● **Your goal**
Repeat the records below exactly.

● **Data**

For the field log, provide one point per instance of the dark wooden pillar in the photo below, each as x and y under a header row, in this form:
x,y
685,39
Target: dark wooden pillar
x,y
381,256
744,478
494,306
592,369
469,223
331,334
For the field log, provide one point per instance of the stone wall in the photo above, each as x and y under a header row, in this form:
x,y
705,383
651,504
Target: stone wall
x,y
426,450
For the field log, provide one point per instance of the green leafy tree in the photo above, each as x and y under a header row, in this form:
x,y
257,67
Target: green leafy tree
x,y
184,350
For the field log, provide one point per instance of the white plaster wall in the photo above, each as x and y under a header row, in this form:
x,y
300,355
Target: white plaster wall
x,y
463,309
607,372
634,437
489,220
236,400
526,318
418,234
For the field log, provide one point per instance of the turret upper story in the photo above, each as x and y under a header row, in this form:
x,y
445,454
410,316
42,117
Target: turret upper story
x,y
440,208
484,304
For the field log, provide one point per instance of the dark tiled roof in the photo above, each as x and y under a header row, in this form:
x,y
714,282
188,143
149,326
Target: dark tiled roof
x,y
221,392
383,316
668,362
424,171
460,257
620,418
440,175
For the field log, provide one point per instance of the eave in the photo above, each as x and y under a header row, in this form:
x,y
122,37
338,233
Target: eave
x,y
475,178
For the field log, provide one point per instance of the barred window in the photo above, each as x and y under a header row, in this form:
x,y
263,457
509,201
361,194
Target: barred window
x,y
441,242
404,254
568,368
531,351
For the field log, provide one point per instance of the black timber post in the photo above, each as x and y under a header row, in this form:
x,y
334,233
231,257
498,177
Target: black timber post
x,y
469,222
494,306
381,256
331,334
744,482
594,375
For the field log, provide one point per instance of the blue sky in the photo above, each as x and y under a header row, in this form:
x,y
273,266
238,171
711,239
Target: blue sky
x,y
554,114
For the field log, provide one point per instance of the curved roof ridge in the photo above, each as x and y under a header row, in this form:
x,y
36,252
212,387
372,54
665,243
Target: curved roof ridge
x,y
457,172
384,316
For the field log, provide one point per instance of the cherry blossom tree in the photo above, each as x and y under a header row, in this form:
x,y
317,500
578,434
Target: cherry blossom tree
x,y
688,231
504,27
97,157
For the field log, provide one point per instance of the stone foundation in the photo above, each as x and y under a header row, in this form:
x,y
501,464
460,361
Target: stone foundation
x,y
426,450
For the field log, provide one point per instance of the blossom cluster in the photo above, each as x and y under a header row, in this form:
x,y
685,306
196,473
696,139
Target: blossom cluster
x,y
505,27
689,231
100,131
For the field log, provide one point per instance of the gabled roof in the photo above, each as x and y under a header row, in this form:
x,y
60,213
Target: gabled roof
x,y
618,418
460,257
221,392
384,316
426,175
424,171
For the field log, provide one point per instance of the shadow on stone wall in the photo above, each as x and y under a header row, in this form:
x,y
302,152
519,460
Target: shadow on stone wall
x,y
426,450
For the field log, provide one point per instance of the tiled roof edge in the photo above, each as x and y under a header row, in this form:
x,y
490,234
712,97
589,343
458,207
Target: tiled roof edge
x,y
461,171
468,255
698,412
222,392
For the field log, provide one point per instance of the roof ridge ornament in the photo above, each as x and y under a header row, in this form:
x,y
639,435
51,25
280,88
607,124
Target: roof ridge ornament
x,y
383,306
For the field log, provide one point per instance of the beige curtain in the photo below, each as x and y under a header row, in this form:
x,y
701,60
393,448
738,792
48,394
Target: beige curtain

● **Complete response**
For the field log, provide one point per instance of the dark wooden pillar in the photo below, each as x and y under a header row, in this form:
x,y
685,39
Target: dark wooden pillar
x,y
381,256
744,478
494,306
592,369
469,223
331,334
For the field log, provide one point per instance of the stone wall in the photo above, each as x and y under a header row, in this form:
x,y
705,383
651,504
Target: stone wall
x,y
426,450
For the field log, provide one point per instance of the green leafy tree in the photo above, each as x and y under a header row, in this form:
x,y
257,67
Target: green leafy tree
x,y
184,350
For the field log, provide one point per instance of the white plaster wall in the photo above, each as x and y under a header row, in this form:
x,y
300,355
Target: white plaster wall
x,y
463,309
607,372
634,437
489,220
236,400
526,318
418,234
For the field log, provide one point per instance of the turret upper story in the photo above, each as x and y under a header row, in this form:
x,y
445,454
410,316
42,117
Target: turret upper story
x,y
440,208
484,304
For the field log, provide one point per instance of the dark tiled roof in the photo above, each as x and y under a header row, in this form:
x,y
714,282
188,143
149,326
Target: dark tiled roof
x,y
221,392
383,316
668,362
424,171
460,257
620,418
440,175
For the field log, provide one point per instance of the eave in the photo above, each as x and y under a header row, in this form:
x,y
122,37
338,233
Target: eave
x,y
475,178
For the field log, provide one point per instance of the barred window in the photo above, each as x and y under a header row, in this form:
x,y
263,457
509,201
361,194
Target: barred window
x,y
441,242
404,254
568,368
531,351
For the field log, provide one point per instance of the black timber post in the photo above, each as x and y under a header row, in this form:
x,y
334,233
231,257
498,177
Target: black timber post
x,y
469,222
494,306
381,256
331,334
744,482
594,375
For the field log, provide one point per instance of the blue sky in the photo above, each as x and y under a header row, in this form:
x,y
273,266
238,171
711,239
Target: blue sky
x,y
554,114
For the field log, provide one point per instance of the curved roof ridge in the photo above, each as x and y under a header row, in this form:
x,y
36,252
212,387
372,54
665,243
Target: curved roof ridge
x,y
457,172
384,316
For the field log, provide one point per instance of the cherry blossom tree in the photo above, each as x and y under a header row, in this form:
x,y
317,500
578,434
Target: cherry blossom tree
x,y
688,231
504,27
97,157
For the field log, provide one point per instance of the stone foundation in the photo above, each as x and y under a header row, in this form:
x,y
501,464
460,361
Target: stone foundation
x,y
426,450
For the field log, provide one point per instance of the blossom cluster in the photo above, each as x and y under a header row, in this form:
x,y
685,306
196,473
696,139
Target: blossom cluster
x,y
505,27
689,231
100,131
For the field log, provide one point per instance of the gabled roof in the photo above, each as x and y under a header row, in this form:
x,y
60,213
Target: gabled roof
x,y
618,418
460,257
221,392
384,316
426,175
424,171
For the field log, provide one point per instance of the shadow on stone wall in the photo above, each as x and y under a header row, in this form:
x,y
302,152
519,460
Target: shadow on stone wall
x,y
426,450
For the field log, provide one point per instance of the tiled roof edge in the photo above, each as x and y under a header row, in this form:
x,y
490,234
712,97
589,343
458,207
Target: tiled roof edge
x,y
461,171
468,255
698,412
222,392
For the field log, provide one point per instance of the roof ridge ornament in the photo above, each as x and y under a header row, in this form:
x,y
639,435
51,25
280,88
607,124
Target: roof ridge ornament
x,y
383,306
For the field log, provide one point per instance of the beige curtain in the photo below, each as x and y under a header row, in this form:
x,y
701,60
393,448
738,792
48,394
Target: beige curtain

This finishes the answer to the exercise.